---------- DATA EXCERPTS ----------

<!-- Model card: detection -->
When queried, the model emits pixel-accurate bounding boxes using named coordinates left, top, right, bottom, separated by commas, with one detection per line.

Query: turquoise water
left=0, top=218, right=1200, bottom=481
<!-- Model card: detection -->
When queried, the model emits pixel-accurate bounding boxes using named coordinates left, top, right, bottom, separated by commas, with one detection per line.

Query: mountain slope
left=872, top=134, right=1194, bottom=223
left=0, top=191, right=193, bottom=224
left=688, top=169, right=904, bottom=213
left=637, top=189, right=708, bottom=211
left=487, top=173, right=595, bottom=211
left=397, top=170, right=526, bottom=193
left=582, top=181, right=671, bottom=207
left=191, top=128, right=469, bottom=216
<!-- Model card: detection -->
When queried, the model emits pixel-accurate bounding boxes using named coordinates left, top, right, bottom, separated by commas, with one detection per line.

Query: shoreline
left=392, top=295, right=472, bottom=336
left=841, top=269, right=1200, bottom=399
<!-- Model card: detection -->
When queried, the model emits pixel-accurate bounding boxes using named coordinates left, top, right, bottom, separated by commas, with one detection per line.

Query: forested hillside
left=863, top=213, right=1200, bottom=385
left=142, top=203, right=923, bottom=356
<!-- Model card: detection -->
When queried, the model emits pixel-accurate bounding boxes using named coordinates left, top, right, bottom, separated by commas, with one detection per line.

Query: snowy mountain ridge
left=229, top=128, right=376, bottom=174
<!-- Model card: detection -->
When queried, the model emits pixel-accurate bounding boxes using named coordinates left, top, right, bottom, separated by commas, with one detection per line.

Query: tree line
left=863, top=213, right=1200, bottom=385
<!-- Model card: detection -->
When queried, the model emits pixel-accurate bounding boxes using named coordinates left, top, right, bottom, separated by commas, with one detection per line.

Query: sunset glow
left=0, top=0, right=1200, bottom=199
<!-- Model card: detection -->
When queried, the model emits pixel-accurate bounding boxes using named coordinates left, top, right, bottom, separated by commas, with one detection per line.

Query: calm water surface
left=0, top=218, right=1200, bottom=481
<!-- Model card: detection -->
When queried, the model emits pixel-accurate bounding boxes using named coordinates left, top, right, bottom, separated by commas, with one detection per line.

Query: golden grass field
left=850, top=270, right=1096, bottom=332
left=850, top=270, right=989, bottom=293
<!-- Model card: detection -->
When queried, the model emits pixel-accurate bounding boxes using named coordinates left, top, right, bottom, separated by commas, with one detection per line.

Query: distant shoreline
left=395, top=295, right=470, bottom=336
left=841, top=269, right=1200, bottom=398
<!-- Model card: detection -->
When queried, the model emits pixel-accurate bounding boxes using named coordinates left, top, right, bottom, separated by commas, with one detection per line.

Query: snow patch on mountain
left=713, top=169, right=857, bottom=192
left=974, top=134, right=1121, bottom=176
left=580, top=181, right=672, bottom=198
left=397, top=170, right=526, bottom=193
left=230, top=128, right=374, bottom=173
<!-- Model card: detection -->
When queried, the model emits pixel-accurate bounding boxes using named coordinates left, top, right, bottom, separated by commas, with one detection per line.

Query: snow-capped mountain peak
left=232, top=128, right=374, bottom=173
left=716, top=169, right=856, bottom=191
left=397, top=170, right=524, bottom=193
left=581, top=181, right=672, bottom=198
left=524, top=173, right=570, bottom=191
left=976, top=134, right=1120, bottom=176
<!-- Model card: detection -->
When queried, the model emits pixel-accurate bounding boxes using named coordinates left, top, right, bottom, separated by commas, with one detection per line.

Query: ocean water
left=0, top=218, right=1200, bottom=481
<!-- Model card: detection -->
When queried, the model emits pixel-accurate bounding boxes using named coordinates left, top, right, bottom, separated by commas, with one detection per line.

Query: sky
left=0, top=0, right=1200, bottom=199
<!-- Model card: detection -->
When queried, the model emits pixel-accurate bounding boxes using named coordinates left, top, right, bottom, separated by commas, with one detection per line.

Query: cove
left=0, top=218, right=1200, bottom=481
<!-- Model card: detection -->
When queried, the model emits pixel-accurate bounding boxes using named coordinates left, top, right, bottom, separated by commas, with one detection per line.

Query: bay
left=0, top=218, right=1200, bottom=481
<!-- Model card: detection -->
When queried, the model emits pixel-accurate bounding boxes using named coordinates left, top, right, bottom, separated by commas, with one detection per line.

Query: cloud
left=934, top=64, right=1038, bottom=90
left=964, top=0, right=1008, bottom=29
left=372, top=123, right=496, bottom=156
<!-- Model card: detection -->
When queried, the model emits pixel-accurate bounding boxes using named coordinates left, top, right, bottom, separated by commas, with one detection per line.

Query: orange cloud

----------

Return each entry from above without altering a single character.

<!-- Model card: detection -->
When queried, the model emits pixel-accurate bounding boxes using named coordinates left, top, right, bottom, separated by commas, with one detection per line.

Query: turquoise water
left=0, top=218, right=1200, bottom=481
<!-- Model card: detection -->
When queried, the model emits pixel-accurate bounding boxes using named coordinates left, top, right, bottom, separated by commas, with one detection per line.

Query: mountain slope
left=872, top=134, right=1194, bottom=223
left=0, top=191, right=193, bottom=224
left=688, top=169, right=904, bottom=213
left=637, top=189, right=708, bottom=211
left=487, top=173, right=595, bottom=211
left=397, top=170, right=526, bottom=193
left=582, top=181, right=671, bottom=207
left=191, top=128, right=469, bottom=216
<!-- Model card: detection -->
When queried, the model emits pixel-accurate bounding boxes using named coordinates left, top, right, bottom, separated by commas, with one detection per line.

Query: shoreline
left=392, top=295, right=472, bottom=336
left=841, top=269, right=1200, bottom=399
<!-- Model card: detection -->
When queried, the model emits pixel-accurate bounding boxes using named coordinates left, top, right, bottom, separated by commas, with one detection per line.

Query: forested hillside
left=863, top=213, right=1200, bottom=385
left=142, top=203, right=923, bottom=356
<!-- Model card: detection -->
When queried, the model emits pixel-accurate bounding boxes using named coordinates left, top, right, bottom, separated by commas, with one detection per line.

Query: snowy mountain ridge
left=229, top=128, right=376, bottom=174
<!-- Model card: detection -->
When queried, the model emits pixel-accurate bounding boxes using named coordinates left, top, right, bottom, separated by commas, with one detection per line.

Query: tree line
left=863, top=213, right=1200, bottom=385
<!-- Model card: detection -->
When queried, the model emits pixel-accurate bounding boxes using named coordinates left, top, right, bottom, separated by commas, with one detection per line.

Query: sunset glow
left=0, top=0, right=1200, bottom=199
<!-- Model card: detection -->
When queried, the model emits pixel-accurate bounding boxes using named coordinates left, top, right, bottom, separated by commas, with one detection per line.

Query: calm water surface
left=0, top=218, right=1200, bottom=481
<!-- Model card: detection -->
When queried, the model emits pixel-accurate bounding boxes using named coordinates left, top, right, bottom, separated by commas, with one detection per line.

Query: golden grass field
left=850, top=270, right=1096, bottom=332
left=850, top=270, right=989, bottom=293
<!-- Model card: detection -->
When queried, the model emits pixel-accurate bounding boxes using named coordinates left, top, right, bottom, separated by commas, with one detection per line.

Query: distant shoreline
left=395, top=295, right=470, bottom=336
left=841, top=269, right=1200, bottom=398
<!-- Model card: detection -->
When queried, the model emits pixel-accurate bounding boxes using named coordinates left, top, right, bottom, separated by commas, with one detection per line.

Query: snow patch on mountain
left=713, top=169, right=857, bottom=192
left=974, top=134, right=1121, bottom=176
left=580, top=181, right=672, bottom=198
left=397, top=170, right=526, bottom=193
left=230, top=128, right=374, bottom=173
<!-- Model card: detection -->
When queried, the model emits pixel-accurate bounding boxes using named coordinates left, top, right, bottom, separated by commas, with one detection per line.

Query: snow-capped mountain peak
left=232, top=128, right=374, bottom=173
left=716, top=169, right=856, bottom=191
left=397, top=170, right=524, bottom=193
left=581, top=181, right=672, bottom=198
left=524, top=173, right=570, bottom=191
left=976, top=134, right=1120, bottom=176
<!-- Model card: detection -->
When queried, the model emits pixel-accurate bounding boxes using named coordinates left, top, right, bottom, separated by commas, with one detection per line.

Query: ocean water
left=0, top=218, right=1200, bottom=481
<!-- Model card: detection -->
When queried, the model emits pixel-accurate bounding boxes using named coordinates left, top, right, bottom, separated by commas, with one detection per line.

Query: sky
left=0, top=0, right=1200, bottom=199
<!-- Model card: detection -->
When queried, the model emits pixel-accurate bounding boxes using named coordinates left, top, right, bottom, separated by commas, with one detection per line.

Query: cove
left=0, top=218, right=1200, bottom=481
<!-- Model card: detection -->
When queried, the model emits pixel-accurate bounding boxes using named coordinates left, top, right, bottom, separated by commas, with one detection per line.

Query: bay
left=0, top=218, right=1200, bottom=481
<!-- Model card: detection -->
When queried, the model emits pixel-accurate bounding boxes using named coordinates left, top, right, bottom, separated by commas, with one detection per line.

Query: cloud
left=934, top=64, right=1038, bottom=90
left=964, top=0, right=1008, bottom=29
left=372, top=123, right=496, bottom=156
<!-- Model card: detection -->
When queried, the model emits pixel-accurate bounding boxes using named coordinates left, top, right, bottom, separated by commas, with one detection per line.

Query: orange cloud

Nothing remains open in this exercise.